Task objective: Pictures aside, write out the data exactly as it reads.

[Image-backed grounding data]
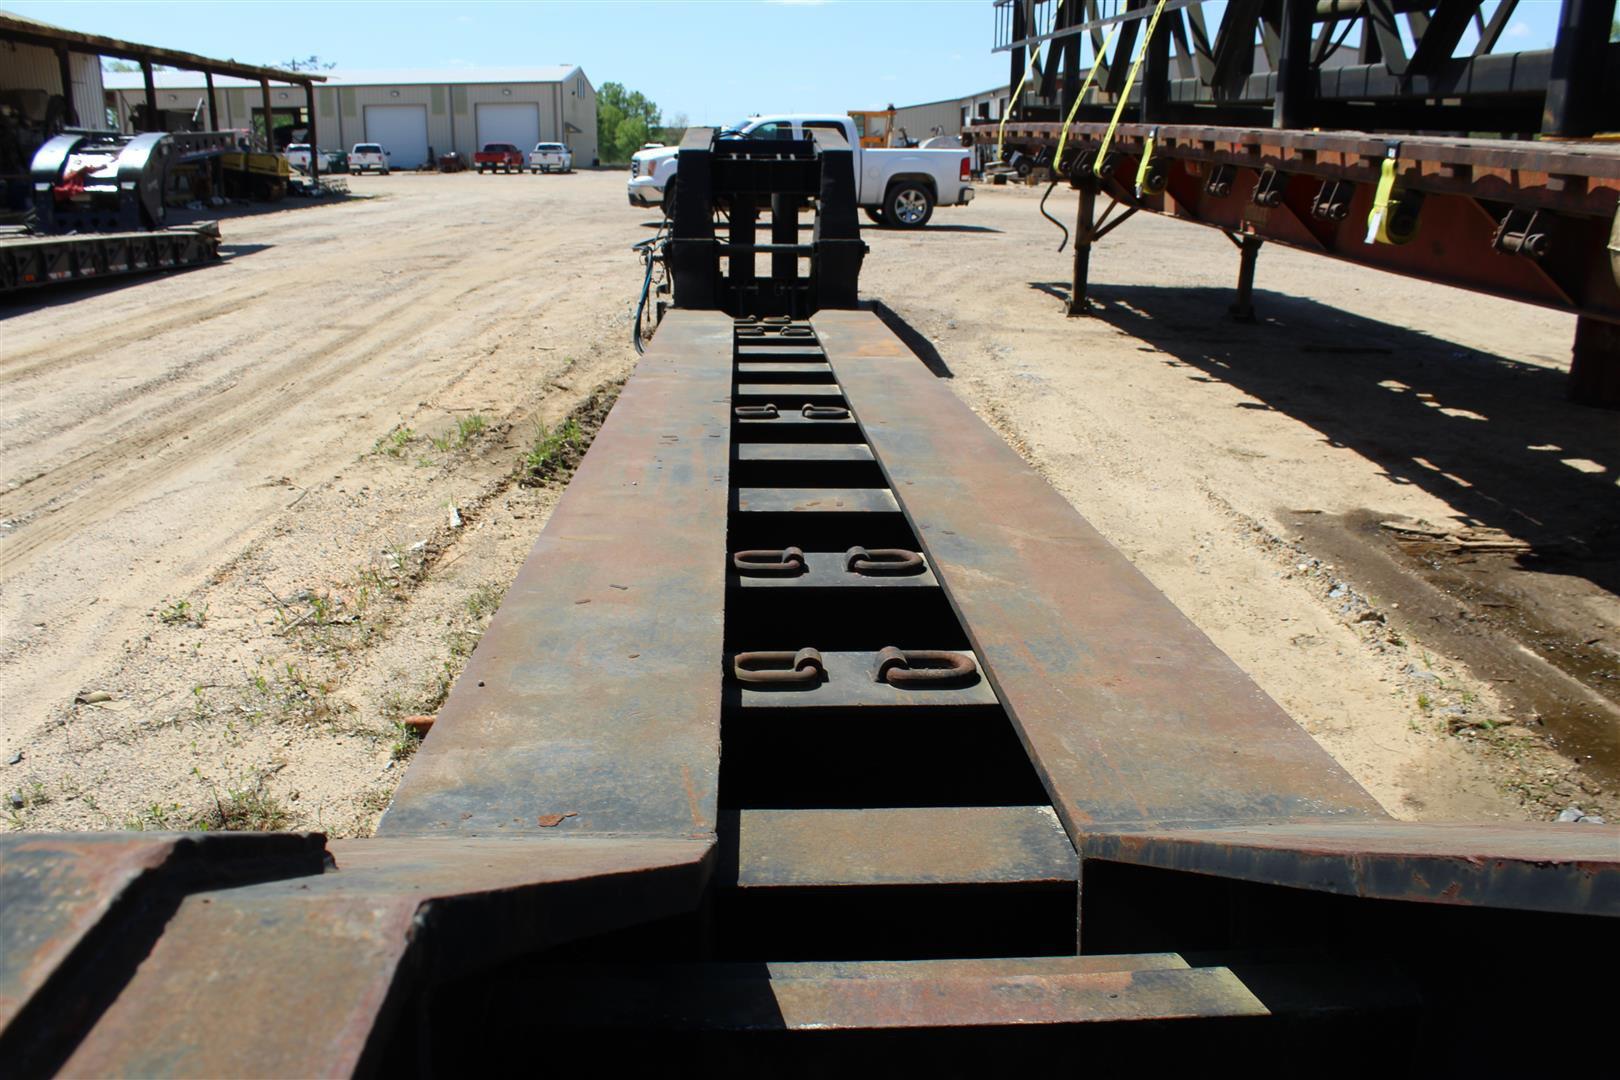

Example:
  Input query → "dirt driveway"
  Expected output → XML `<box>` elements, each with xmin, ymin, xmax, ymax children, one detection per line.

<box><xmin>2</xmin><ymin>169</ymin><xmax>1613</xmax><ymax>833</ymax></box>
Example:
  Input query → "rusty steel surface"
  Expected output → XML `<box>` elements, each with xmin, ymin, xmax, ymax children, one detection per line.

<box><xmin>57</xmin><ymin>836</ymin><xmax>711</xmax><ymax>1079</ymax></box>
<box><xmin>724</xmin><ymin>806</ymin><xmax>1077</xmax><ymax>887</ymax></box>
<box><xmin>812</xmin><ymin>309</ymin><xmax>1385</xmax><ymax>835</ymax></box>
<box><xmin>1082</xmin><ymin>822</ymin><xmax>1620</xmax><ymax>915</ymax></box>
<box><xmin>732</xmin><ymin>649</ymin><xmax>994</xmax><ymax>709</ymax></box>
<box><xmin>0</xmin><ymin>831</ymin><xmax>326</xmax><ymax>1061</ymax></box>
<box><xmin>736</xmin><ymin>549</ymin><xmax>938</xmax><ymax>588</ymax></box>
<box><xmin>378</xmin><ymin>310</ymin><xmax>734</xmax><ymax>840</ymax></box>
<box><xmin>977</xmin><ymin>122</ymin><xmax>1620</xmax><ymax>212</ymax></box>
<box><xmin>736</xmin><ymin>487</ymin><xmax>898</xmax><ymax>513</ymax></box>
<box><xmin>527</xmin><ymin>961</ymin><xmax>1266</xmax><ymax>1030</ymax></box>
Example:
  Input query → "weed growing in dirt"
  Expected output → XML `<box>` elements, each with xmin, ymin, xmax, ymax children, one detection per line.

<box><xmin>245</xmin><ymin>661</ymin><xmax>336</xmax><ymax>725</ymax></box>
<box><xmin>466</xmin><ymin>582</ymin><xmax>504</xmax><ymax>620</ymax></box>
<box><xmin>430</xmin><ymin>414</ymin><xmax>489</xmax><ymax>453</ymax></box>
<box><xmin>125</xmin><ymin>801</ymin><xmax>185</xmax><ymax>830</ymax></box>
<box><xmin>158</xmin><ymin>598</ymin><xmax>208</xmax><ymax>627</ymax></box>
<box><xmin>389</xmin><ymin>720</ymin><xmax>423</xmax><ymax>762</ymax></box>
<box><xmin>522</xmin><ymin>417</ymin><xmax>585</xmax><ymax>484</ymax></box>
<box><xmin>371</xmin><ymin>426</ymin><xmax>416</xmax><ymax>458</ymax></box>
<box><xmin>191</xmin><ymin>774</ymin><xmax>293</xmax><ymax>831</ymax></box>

Written solution:
Example:
  Input query → "dirt driveway"
  Expected output → XML `<box>` elements, each with xmin, ymin, xmax, ymax children, one detection per line.

<box><xmin>2</xmin><ymin>169</ymin><xmax>1613</xmax><ymax>833</ymax></box>
Example:
  Input query → "rusty steel surface"
  Expected output → XML `<box>` elements, each with xmin, ymin, xmax, ymax children, one detection per line.

<box><xmin>57</xmin><ymin>836</ymin><xmax>711</xmax><ymax>1079</ymax></box>
<box><xmin>724</xmin><ymin>806</ymin><xmax>1077</xmax><ymax>887</ymax></box>
<box><xmin>812</xmin><ymin>309</ymin><xmax>1385</xmax><ymax>835</ymax></box>
<box><xmin>1082</xmin><ymin>822</ymin><xmax>1620</xmax><ymax>915</ymax></box>
<box><xmin>732</xmin><ymin>649</ymin><xmax>994</xmax><ymax>709</ymax></box>
<box><xmin>0</xmin><ymin>831</ymin><xmax>326</xmax><ymax>1061</ymax></box>
<box><xmin>736</xmin><ymin>549</ymin><xmax>938</xmax><ymax>588</ymax></box>
<box><xmin>378</xmin><ymin>310</ymin><xmax>734</xmax><ymax>840</ymax></box>
<box><xmin>977</xmin><ymin>122</ymin><xmax>1620</xmax><ymax>212</ymax></box>
<box><xmin>736</xmin><ymin>487</ymin><xmax>898</xmax><ymax>513</ymax></box>
<box><xmin>527</xmin><ymin>961</ymin><xmax>1266</xmax><ymax>1030</ymax></box>
Example:
  Input query → "weed growing in dirt"
  Expected output → XML `<box>` elements, each with xmin, ymin, xmax, ymax children, one detection per line.

<box><xmin>245</xmin><ymin>661</ymin><xmax>336</xmax><ymax>725</ymax></box>
<box><xmin>466</xmin><ymin>582</ymin><xmax>504</xmax><ymax>620</ymax></box>
<box><xmin>430</xmin><ymin>414</ymin><xmax>489</xmax><ymax>453</ymax></box>
<box><xmin>125</xmin><ymin>801</ymin><xmax>185</xmax><ymax>830</ymax></box>
<box><xmin>158</xmin><ymin>598</ymin><xmax>208</xmax><ymax>627</ymax></box>
<box><xmin>389</xmin><ymin>720</ymin><xmax>423</xmax><ymax>762</ymax></box>
<box><xmin>522</xmin><ymin>417</ymin><xmax>585</xmax><ymax>484</ymax></box>
<box><xmin>371</xmin><ymin>426</ymin><xmax>416</xmax><ymax>458</ymax></box>
<box><xmin>191</xmin><ymin>774</ymin><xmax>293</xmax><ymax>831</ymax></box>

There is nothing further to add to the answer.